====== Passage given ======

The concept, developed by city and Sound Transit staff at the request of elected officials, would put train tracks under an elevated 112th Avenue Southeast rather than above the road on a flyover that residents objected to.

Raising the road rather than the electric rail line wouldn't affect the cost of the $2.8 billion Seattle-to-Redmond East Link project, according to an initial guesstimate by city and Sound Transit staffers, and would mean a smaller, more distant elevated structure in front of homes in Surrey Downs.

"At first blush it's certainly an improvement on the flyover that was originally proposed. ... Very definitely it's a move in the right direction," said Ron Bennett, president of the Surrey Downs Community Club.

Bennett said he was worried, however, that the city and Sound Transit would decide to close Southeast Fourth Street to cut costs, ending residents' direct access to 112th Avenue. "We're not against light rail, but we want some consideration to the neighborhoods," he said.

The city and Sound Transit have been stymied for months over how best to move the light-rail line across 112th Avenue south of the Main Street station — while at the same time attempting to save money and cut Bellevue's share of a $320 million downtown tunnel.

Cost-cutting ideas also are being considered along Bellevue Way Southeast and in a planned downtown rail tunnel. The city and the transit agency will decide later this month which concepts to study in detail.

The leadership team, unhappy about previous ideas for the 112th Avenue crossing, told staffers, "Get the staffs together, grind this out for a couple days and come back to us with a proposal. They did and it worked well," said Kevin Wallace, a Bellevue City Council representative on the team with Sound Transit board members.

The rail line would cross 112th Avenue as much as five feet below ground level, depending on the water table, staffers said.

====== Collected material ======

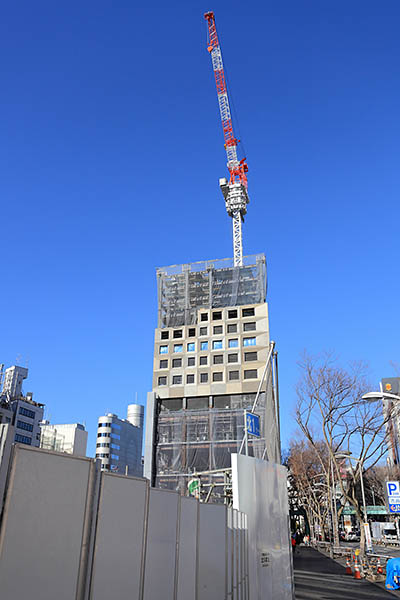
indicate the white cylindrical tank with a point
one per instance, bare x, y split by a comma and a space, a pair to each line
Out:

======

**Problem details**:
Write out everything in the East Link passage from "The concept, developed" down to "in Surrey Downs.", switching "flyover" to "overpass" wherever it occurs. Work from the East Link passage alone, not the data.

**Response to this exercise**:
The concept, developed by city and Sound Transit staff at the request of elected officials, would put train tracks under an elevated 112th Avenue Southeast rather than above the road on a overpass that residents objected to.

Raising the road rather than the electric rail line wouldn't affect the cost of the $2.8 billion Seattle-to-Redmond East Link project, according to an initial guesstimate by city and Sound Transit staffers, and would mean a smaller, more distant elevated structure in front of homes in Surrey Downs.